→ Records supplied
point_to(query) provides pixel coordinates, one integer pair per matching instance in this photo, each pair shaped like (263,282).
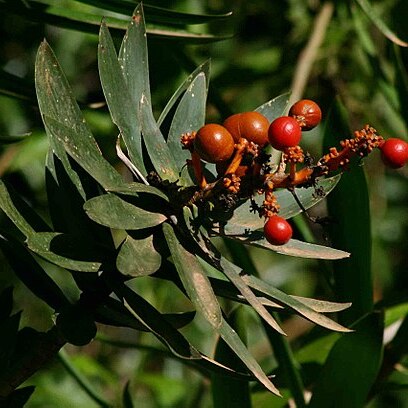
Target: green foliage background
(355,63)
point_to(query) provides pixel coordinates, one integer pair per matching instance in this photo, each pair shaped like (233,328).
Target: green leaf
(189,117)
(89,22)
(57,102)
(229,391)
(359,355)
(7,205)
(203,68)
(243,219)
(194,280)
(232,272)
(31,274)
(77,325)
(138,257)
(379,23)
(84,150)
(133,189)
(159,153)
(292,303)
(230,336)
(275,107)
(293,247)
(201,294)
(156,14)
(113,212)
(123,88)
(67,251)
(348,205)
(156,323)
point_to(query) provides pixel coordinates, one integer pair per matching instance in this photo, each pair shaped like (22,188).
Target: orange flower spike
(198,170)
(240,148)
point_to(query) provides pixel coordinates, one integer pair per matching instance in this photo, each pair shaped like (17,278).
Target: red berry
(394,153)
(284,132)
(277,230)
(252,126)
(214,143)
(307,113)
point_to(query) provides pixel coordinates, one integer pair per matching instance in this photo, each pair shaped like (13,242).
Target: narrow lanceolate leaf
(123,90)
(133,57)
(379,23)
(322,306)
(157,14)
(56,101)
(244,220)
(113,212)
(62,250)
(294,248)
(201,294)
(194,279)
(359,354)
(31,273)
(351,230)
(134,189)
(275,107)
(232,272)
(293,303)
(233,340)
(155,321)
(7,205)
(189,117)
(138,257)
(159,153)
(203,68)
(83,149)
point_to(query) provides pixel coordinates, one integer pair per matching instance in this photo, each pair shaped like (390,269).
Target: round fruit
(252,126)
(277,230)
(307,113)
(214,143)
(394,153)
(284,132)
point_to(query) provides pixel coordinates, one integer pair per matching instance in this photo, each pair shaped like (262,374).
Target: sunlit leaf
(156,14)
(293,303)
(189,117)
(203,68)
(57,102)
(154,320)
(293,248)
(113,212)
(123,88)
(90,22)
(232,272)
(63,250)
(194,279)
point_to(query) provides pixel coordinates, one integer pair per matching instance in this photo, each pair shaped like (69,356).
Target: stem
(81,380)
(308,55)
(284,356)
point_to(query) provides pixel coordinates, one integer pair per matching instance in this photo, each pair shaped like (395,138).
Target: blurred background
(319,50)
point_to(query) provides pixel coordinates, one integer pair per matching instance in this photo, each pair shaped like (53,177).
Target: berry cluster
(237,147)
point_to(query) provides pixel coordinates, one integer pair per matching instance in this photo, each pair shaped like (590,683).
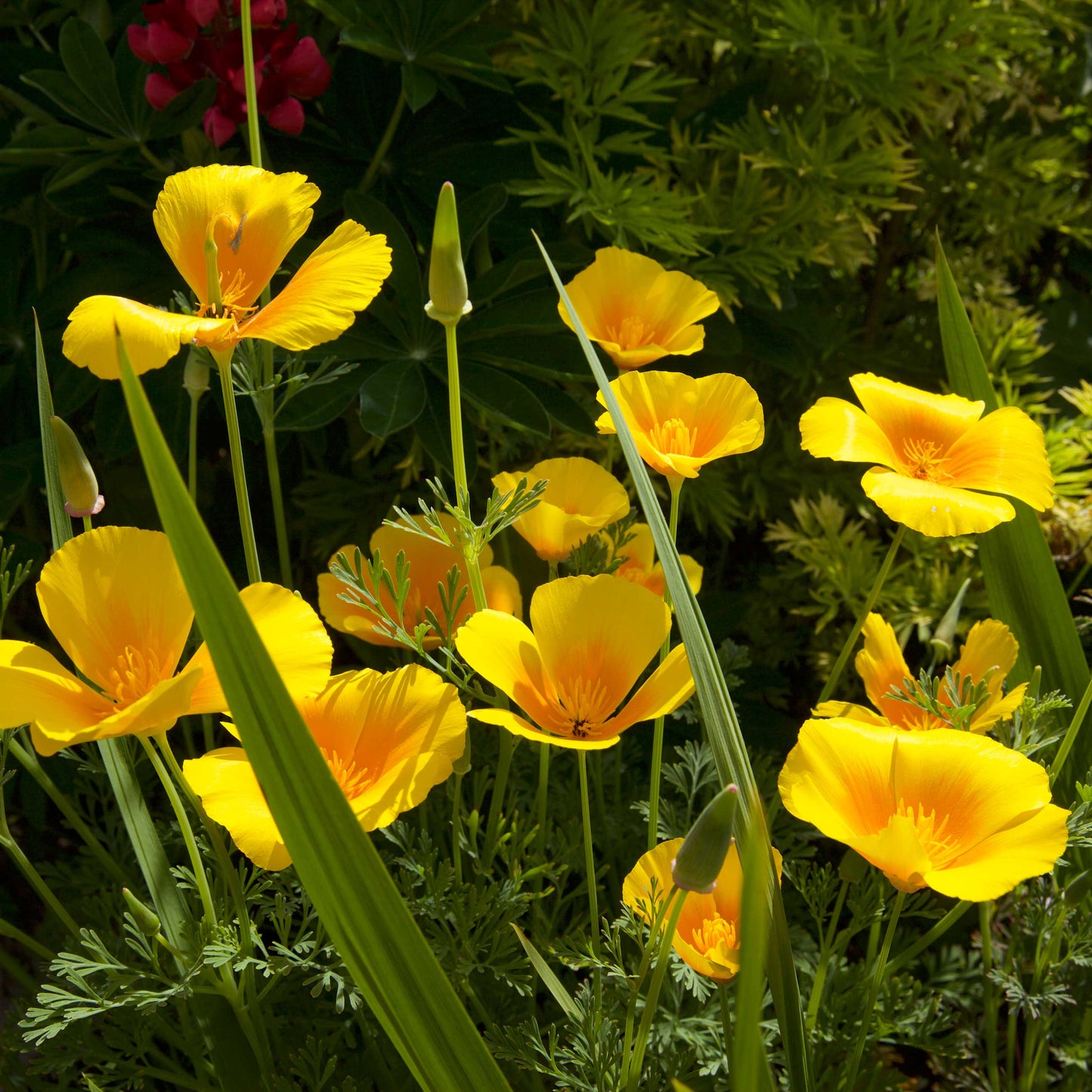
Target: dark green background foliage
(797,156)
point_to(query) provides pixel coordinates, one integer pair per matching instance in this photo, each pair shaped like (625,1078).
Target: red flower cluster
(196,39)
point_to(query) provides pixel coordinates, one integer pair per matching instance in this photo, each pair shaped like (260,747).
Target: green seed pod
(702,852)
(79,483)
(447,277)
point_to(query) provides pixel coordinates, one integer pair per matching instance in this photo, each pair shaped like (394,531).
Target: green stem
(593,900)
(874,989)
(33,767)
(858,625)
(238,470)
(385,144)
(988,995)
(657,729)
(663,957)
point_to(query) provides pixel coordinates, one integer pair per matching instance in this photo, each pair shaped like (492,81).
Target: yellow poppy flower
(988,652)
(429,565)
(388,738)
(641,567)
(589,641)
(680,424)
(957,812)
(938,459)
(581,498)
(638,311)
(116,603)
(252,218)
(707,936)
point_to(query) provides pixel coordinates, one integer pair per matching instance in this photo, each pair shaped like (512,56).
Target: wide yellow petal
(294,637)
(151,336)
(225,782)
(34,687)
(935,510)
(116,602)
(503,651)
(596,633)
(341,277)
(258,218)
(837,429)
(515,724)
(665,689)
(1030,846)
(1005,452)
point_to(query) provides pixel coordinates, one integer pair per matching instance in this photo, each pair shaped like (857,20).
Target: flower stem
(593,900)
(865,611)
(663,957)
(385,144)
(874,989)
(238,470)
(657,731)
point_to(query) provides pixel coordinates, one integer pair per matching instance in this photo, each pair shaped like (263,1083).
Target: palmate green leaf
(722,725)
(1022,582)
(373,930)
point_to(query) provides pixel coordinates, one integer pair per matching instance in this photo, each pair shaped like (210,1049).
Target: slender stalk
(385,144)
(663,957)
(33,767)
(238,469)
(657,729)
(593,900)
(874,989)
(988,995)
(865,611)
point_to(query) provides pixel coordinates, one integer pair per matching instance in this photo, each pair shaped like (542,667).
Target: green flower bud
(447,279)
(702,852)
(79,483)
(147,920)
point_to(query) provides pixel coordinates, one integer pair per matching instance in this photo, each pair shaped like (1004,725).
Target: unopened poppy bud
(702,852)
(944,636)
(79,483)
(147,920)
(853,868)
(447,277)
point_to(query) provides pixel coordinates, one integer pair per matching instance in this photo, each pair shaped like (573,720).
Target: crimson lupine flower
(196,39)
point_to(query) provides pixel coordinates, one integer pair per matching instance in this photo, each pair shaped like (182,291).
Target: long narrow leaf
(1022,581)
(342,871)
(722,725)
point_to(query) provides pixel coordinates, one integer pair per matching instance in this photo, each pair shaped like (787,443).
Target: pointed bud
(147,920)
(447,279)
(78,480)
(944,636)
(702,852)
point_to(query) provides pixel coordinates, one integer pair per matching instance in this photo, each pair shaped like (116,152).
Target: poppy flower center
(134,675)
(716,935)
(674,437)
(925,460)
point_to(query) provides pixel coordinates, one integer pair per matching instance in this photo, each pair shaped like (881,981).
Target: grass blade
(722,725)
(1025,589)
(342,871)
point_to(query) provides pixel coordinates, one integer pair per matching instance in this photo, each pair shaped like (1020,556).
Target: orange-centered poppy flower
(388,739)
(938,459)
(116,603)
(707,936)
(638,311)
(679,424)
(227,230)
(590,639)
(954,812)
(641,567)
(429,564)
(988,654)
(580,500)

→ Aim of the exercise
Your answer should contain only the lines from the beginning of the listing above through the line with "shaped like (233,328).", copied exactly and without the pictures.

→ Output for this task
point_to(query) provides pixel coordinates, one integer pair per matching instance in this photo, each pair shaped like (263,282).
Target: green foliage background
(355,63)
point_to(query) provides pixel coordinates, one integer pair per matching instance in this photo, each pair shaped like (233,328).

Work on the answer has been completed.